• **AIM OF THE TASK**: Count the lines in the items below that contain the string "positive". Reply with only that number.
※ ※ ※
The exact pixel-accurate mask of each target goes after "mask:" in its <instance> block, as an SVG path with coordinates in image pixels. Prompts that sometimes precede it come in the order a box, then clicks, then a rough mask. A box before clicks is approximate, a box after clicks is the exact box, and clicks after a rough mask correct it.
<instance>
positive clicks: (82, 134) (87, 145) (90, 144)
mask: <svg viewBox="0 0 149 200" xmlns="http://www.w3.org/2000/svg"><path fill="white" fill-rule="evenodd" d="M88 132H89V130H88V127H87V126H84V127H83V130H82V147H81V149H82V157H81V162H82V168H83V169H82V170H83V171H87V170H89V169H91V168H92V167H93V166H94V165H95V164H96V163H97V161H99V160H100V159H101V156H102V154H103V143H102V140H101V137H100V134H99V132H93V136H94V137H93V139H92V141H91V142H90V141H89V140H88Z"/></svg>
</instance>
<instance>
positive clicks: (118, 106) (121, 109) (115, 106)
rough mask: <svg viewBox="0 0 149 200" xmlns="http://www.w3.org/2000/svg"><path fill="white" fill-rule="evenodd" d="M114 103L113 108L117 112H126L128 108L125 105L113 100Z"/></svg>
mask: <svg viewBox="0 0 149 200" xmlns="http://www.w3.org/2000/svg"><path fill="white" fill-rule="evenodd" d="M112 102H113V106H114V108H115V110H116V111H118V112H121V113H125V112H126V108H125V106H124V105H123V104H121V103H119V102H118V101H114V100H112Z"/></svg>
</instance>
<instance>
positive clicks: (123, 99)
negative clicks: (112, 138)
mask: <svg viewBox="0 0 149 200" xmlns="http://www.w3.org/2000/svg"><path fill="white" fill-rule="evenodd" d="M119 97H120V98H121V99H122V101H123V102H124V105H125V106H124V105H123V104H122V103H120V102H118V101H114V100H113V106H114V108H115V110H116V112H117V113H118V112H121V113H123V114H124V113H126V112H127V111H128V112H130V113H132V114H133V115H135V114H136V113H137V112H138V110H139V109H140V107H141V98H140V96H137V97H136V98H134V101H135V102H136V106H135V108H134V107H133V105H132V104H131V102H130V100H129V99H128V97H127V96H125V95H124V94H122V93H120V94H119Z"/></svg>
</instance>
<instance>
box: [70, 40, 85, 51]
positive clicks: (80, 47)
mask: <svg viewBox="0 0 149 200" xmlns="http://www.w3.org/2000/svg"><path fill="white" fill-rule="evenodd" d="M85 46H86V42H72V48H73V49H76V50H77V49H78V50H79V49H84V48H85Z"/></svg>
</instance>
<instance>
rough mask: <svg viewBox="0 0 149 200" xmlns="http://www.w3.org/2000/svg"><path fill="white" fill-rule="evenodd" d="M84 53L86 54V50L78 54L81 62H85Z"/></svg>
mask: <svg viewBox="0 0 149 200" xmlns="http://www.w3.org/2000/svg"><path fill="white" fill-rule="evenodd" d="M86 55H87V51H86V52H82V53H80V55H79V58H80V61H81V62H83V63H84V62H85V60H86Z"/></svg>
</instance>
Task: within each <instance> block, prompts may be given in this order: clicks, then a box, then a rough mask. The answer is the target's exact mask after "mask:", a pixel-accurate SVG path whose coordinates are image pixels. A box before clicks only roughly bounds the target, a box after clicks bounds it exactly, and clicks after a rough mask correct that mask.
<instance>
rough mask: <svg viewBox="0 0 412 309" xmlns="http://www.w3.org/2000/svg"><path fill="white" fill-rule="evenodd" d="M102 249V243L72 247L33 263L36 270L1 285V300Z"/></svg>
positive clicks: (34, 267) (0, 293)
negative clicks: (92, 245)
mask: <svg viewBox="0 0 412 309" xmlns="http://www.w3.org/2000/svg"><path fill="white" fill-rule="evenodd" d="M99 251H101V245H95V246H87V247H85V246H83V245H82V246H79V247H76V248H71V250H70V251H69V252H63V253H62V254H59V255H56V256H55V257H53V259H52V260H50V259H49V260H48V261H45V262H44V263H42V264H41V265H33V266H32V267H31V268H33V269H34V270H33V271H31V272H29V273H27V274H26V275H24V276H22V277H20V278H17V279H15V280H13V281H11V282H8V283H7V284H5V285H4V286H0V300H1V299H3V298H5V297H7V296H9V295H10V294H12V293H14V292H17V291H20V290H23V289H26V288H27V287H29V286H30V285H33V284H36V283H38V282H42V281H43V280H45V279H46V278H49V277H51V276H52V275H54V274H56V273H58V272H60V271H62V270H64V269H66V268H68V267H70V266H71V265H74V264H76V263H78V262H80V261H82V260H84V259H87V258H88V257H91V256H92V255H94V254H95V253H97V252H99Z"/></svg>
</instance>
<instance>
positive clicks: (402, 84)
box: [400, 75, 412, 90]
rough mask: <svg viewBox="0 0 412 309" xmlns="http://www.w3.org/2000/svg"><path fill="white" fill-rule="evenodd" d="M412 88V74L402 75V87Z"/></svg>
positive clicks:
※ ※ ※
• **RESULT FOR THIS EXERCISE**: 7